◆ What you will do
Each entry must be restated word for word.

[Referring expression pointing data]
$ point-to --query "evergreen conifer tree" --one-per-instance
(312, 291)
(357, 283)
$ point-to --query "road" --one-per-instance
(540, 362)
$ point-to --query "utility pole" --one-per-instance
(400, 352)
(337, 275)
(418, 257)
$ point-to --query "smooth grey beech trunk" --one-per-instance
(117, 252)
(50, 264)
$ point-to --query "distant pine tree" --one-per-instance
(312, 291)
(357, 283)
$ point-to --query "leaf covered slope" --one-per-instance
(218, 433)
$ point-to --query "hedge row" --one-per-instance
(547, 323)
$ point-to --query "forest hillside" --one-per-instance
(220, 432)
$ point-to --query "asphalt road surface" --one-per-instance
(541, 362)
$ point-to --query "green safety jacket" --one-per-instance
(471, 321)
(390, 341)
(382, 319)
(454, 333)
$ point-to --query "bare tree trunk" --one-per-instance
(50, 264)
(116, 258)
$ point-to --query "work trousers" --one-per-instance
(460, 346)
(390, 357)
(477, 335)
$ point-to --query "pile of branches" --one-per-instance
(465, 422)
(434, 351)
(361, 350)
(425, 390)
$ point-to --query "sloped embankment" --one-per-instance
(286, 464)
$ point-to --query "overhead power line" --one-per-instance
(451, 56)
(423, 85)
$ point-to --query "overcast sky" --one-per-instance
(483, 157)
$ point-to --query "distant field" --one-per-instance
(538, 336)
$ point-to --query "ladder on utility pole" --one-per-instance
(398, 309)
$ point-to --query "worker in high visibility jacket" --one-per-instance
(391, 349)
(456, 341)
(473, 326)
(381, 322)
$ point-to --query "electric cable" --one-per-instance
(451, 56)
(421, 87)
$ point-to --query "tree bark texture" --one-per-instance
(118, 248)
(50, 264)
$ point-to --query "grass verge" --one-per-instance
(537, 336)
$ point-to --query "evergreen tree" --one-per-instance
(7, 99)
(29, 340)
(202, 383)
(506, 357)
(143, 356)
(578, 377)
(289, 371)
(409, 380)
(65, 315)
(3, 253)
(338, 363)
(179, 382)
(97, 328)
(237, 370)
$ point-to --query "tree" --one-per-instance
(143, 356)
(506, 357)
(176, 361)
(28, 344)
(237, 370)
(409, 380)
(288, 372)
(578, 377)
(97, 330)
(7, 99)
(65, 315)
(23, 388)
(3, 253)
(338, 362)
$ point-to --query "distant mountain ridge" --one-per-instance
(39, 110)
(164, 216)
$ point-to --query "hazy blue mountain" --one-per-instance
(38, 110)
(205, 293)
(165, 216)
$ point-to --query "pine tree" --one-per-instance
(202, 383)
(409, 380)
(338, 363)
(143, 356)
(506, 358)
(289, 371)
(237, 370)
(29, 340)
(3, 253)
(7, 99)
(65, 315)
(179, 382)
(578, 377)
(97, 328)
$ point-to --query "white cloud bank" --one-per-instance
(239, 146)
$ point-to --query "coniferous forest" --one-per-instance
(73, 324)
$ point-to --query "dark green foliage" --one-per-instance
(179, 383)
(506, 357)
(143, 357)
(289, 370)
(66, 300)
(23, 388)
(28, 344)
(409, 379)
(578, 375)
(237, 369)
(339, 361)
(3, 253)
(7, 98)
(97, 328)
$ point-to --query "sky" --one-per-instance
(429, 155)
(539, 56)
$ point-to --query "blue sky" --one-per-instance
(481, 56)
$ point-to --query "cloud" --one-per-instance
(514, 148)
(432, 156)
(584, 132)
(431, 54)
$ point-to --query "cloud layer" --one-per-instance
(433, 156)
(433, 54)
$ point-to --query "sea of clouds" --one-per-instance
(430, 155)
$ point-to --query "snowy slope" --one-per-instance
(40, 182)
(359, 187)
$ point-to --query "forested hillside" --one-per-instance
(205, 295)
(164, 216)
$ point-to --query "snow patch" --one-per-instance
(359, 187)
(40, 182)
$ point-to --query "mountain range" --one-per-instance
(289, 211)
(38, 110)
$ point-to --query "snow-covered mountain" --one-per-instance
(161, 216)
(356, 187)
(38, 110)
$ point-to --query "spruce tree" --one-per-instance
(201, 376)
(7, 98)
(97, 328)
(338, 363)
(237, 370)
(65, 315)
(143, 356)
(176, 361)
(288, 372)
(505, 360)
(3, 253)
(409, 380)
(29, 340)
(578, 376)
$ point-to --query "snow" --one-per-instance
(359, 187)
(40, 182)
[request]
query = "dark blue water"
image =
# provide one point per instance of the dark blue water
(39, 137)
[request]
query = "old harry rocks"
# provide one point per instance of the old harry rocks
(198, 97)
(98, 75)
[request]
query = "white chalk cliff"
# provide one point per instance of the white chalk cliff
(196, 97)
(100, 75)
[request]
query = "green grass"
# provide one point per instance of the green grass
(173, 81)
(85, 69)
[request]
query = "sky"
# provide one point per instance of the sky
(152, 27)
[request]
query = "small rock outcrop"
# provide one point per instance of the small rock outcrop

◆ Result of this exercise
$ point-to --query "evergreen conifer tree" --one-per-instance
(312, 291)
(357, 283)
$ point-to --query "road" --one-per-instance
(540, 362)
$ point-to --query "utility pole" --one-per-instance
(400, 352)
(337, 275)
(418, 257)
$ point-to --query "smooth grey beech trunk" --one-per-instance
(117, 252)
(50, 264)
$ point-to --query "distant pine tree" --one-per-instance
(312, 291)
(357, 283)
$ point-to --query "leaf covered slope" --one-per-instance
(218, 433)
$ point-to --query "hedge row" --one-per-instance
(547, 323)
$ point-to --query "forest hillside" --one-per-instance
(220, 432)
$ point-to --query "asphalt road surface" --one-per-instance
(541, 362)
$ point-to --query "green safety jacket" --one-per-instance
(471, 321)
(390, 341)
(382, 319)
(454, 333)
$ point-to --query "bare tree trunk" --one-per-instance
(50, 264)
(116, 258)
$ point-to --query "work trousers" --one-per-instance
(460, 346)
(390, 357)
(477, 335)
$ point-to --query "pile of branches" --one-per-instance
(465, 422)
(434, 351)
(361, 350)
(425, 390)
$ point-to --query "sloped embankment" --one-per-instance
(286, 464)
$ point-to --query "overhead power line" --one-per-instance
(451, 56)
(423, 85)
$ point-to --query "overcast sky" --one-per-instance
(483, 157)
$ point-to --query "distant field" --one-per-instance
(538, 336)
$ point-to --query "ladder on utility pole" --one-per-instance
(398, 309)
$ point-to --query "worker in high visibility jacket" --one-per-instance
(391, 349)
(456, 341)
(473, 326)
(381, 322)
$ point-to --query "electric cable" --one-per-instance
(451, 56)
(421, 87)
$ point-to --query "tree bark texture" --one-per-instance
(118, 248)
(50, 264)
$ point-to --query "grass verge" --one-per-instance
(537, 336)
$ point-to --query "evergreen tree" --one-per-instance
(7, 99)
(29, 340)
(202, 383)
(506, 357)
(143, 356)
(578, 377)
(289, 371)
(409, 380)
(65, 315)
(3, 253)
(338, 363)
(179, 382)
(97, 328)
(237, 370)
$ point-to --query "tree" --one-per-instance
(143, 356)
(506, 357)
(176, 361)
(28, 344)
(237, 370)
(409, 380)
(288, 372)
(578, 377)
(97, 330)
(7, 99)
(65, 315)
(23, 388)
(3, 253)
(338, 362)
$ point-to --query "distant mountain ridge" --one-per-instance
(39, 110)
(164, 216)
$ point-to --query "hazy blue mountain" --one-per-instance
(38, 110)
(205, 293)
(165, 216)
$ point-to --query "pine tree" --one-per-instance
(202, 383)
(409, 380)
(338, 363)
(143, 356)
(506, 358)
(289, 371)
(237, 370)
(29, 340)
(3, 253)
(7, 99)
(65, 315)
(179, 382)
(578, 377)
(97, 328)
$ point-to --query "white cloud bank" --one-per-instance
(239, 146)
$ point-to --query "coniferous forest" --one-per-instance
(73, 324)
$ point-to --query "dark green foliage" --one-per-instance
(179, 383)
(506, 357)
(143, 357)
(289, 370)
(66, 300)
(23, 388)
(28, 344)
(409, 379)
(578, 375)
(237, 369)
(339, 361)
(3, 253)
(7, 98)
(97, 328)
$ point-to --query "sky" --one-per-instance
(429, 155)
(539, 56)
$ point-to --query "blue sky" --one-per-instance
(481, 56)
$ point-to --query "cloud" --one-per-instance
(514, 148)
(432, 156)
(584, 132)
(431, 54)
$ point-to --query "cloud layer" --one-per-instance
(433, 156)
(433, 54)
$ point-to --query "sea of clouds" --one-per-instance
(430, 155)
$ point-to --query "snowy slope" --one-per-instance
(40, 182)
(359, 187)
$ point-to --query "forested hillside" --one-per-instance
(205, 295)
(164, 216)
$ point-to --query "snow patch" --one-per-instance
(359, 187)
(40, 182)
$ point-to --query "mountain range" --one-per-instance
(289, 211)
(38, 110)
$ point-to --query "snow-covered mountain" --one-per-instance
(161, 216)
(356, 187)
(38, 110)
$ point-to --query "spruce tree" --one-per-instance
(201, 376)
(7, 98)
(97, 328)
(338, 363)
(237, 370)
(65, 315)
(143, 356)
(176, 361)
(288, 372)
(505, 360)
(3, 253)
(409, 380)
(29, 340)
(578, 376)
$ point-to --query "snow" --one-per-instance
(359, 187)
(40, 182)
[request]
query = "dark blue water"
image =
# provide one point per instance of the dark blue water
(39, 137)
[request]
query = "old harry rocks"
# provide one point per instance of the old harry rocks
(198, 97)
(98, 75)
[request]
query = "white chalk cliff"
# provide one point per instance of the white chalk cliff
(196, 97)
(100, 75)
[request]
query = "green grass"
# provide one point per instance of the green grass
(173, 81)
(85, 69)
[request]
query = "sky"
# provide one point per instance of the sky
(152, 27)
[request]
query = "small rock outcrop"
# provide one point per instance of the small rock outcrop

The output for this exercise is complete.